(Stored items)
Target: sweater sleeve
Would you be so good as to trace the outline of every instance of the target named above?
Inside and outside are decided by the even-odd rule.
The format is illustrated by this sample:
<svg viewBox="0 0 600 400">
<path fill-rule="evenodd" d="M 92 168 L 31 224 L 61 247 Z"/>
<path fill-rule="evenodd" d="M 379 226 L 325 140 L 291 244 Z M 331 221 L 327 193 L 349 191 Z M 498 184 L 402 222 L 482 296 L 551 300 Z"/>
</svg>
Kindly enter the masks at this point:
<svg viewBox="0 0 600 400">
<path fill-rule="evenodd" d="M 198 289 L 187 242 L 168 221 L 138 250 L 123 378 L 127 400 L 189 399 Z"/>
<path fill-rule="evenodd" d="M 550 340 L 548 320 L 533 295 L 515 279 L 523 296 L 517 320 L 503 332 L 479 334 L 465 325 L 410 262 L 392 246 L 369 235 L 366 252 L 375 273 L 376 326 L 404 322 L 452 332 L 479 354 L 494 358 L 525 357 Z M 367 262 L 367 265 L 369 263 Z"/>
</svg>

WHAT IS ASKED:
Convert the lines above into a JSON list of strings, one string per line, leaving out any blank lines.

TASK SOLUTION:
[
  "Target: sweater sleeve",
  "Would you be so good as to trace the outline of every instance of the target named above?",
  "Inside and outside are decided by the even-odd rule.",
  "The format is illustrated by this sample:",
  "<svg viewBox=\"0 0 600 400\">",
  "<path fill-rule=\"evenodd\" d=\"M 92 168 L 31 224 L 61 247 Z\"/>",
  "<path fill-rule=\"evenodd\" d=\"M 379 226 L 325 140 L 291 244 Z M 331 221 L 327 193 L 349 191 Z M 498 184 L 402 222 L 482 296 L 551 300 Z\"/>",
  "</svg>",
  "Kindly enter the masks at this point:",
  "<svg viewBox=\"0 0 600 400\">",
  "<path fill-rule=\"evenodd\" d=\"M 198 289 L 187 242 L 168 221 L 138 250 L 123 378 L 127 400 L 189 399 Z\"/>",
  "<path fill-rule=\"evenodd\" d=\"M 550 340 L 548 320 L 533 295 L 515 279 L 523 296 L 517 320 L 503 332 L 479 334 L 465 325 L 410 262 L 392 246 L 369 235 L 366 252 L 375 273 L 376 326 L 404 322 L 452 332 L 479 354 L 494 358 L 525 357 Z M 367 262 L 367 265 L 369 263 Z\"/>",
  "</svg>"
]